> **DATASET RECORDS**:

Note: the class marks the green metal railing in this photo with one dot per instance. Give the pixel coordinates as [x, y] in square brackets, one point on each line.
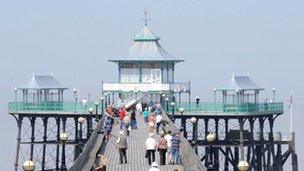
[68, 106]
[211, 107]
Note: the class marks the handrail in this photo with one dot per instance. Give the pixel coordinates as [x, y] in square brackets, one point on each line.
[218, 107]
[87, 157]
[189, 158]
[66, 106]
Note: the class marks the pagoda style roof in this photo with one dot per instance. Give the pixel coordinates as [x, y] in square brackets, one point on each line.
[241, 83]
[146, 48]
[38, 82]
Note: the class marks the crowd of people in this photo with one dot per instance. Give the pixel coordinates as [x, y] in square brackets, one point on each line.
[166, 143]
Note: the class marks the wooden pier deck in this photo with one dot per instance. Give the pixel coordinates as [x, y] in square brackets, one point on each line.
[135, 152]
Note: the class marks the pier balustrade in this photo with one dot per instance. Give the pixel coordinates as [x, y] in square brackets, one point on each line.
[221, 108]
[67, 106]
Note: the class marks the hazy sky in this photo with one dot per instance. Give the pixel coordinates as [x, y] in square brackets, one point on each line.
[74, 40]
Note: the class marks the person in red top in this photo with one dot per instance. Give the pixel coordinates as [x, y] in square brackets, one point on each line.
[122, 114]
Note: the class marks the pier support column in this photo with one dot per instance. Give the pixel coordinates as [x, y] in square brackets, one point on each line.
[251, 161]
[216, 149]
[76, 147]
[226, 148]
[183, 125]
[58, 140]
[33, 119]
[45, 120]
[63, 166]
[19, 124]
[206, 148]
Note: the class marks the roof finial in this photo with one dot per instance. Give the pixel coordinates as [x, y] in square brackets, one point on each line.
[146, 19]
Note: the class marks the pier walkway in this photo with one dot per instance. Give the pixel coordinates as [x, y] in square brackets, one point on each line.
[136, 150]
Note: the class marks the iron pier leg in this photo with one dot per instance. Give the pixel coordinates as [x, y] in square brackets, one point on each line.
[260, 146]
[19, 124]
[58, 140]
[216, 149]
[63, 166]
[252, 162]
[33, 119]
[183, 125]
[226, 148]
[194, 136]
[206, 148]
[76, 148]
[45, 120]
[236, 158]
[294, 157]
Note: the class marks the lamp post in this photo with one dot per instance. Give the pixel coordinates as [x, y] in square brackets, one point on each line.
[161, 97]
[102, 99]
[194, 132]
[243, 166]
[75, 99]
[28, 165]
[106, 100]
[80, 121]
[179, 98]
[63, 138]
[210, 139]
[91, 110]
[183, 122]
[273, 94]
[181, 110]
[167, 103]
[173, 109]
[197, 102]
[96, 109]
[15, 90]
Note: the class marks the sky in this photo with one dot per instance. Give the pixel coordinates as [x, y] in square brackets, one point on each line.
[216, 38]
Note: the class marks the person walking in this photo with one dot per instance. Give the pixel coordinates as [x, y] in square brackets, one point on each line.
[154, 167]
[122, 147]
[122, 114]
[126, 121]
[175, 147]
[158, 122]
[146, 115]
[138, 108]
[150, 146]
[162, 148]
[107, 126]
[168, 137]
[133, 120]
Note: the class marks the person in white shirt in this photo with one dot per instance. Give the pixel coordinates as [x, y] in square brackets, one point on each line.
[151, 148]
[168, 137]
[154, 167]
[138, 108]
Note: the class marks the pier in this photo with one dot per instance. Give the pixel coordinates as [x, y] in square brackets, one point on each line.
[233, 131]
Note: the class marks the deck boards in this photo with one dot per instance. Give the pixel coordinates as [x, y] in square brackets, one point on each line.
[135, 152]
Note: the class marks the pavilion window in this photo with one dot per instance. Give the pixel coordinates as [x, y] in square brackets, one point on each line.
[151, 73]
[129, 73]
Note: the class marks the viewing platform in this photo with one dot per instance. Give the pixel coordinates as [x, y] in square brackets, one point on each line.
[70, 107]
[218, 108]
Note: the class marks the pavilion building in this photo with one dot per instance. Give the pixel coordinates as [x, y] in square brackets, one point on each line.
[146, 68]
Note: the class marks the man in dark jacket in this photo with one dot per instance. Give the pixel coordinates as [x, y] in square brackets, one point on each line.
[122, 147]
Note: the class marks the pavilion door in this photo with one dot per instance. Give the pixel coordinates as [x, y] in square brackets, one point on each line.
[156, 76]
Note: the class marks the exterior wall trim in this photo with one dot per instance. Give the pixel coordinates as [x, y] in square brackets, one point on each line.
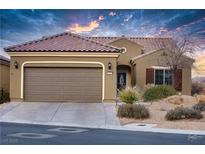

> **WHAT TO WORK ON**: In the records above, find the line containing "Note: the class marks the man", then please restate it and each line after it word for word, pictures excluded.

> **RESPONSE AREA**:
Note: the class marks the man in dark jacket in this photo with one dot per instance. Give the pixel coordinates as [x, y] in square brackets, one point on each line.
[122, 147]
Note: the class marks the pavilion door in this photo with one dot per instance. Give the pixel coordinates as [x, y] in square brackets, one point on each line.
[156, 76]
Note: the class marks the exterior wall trim in this photo with one dot per instance. Give the pixel coordinates as [x, y] in square brackets, one point on each line.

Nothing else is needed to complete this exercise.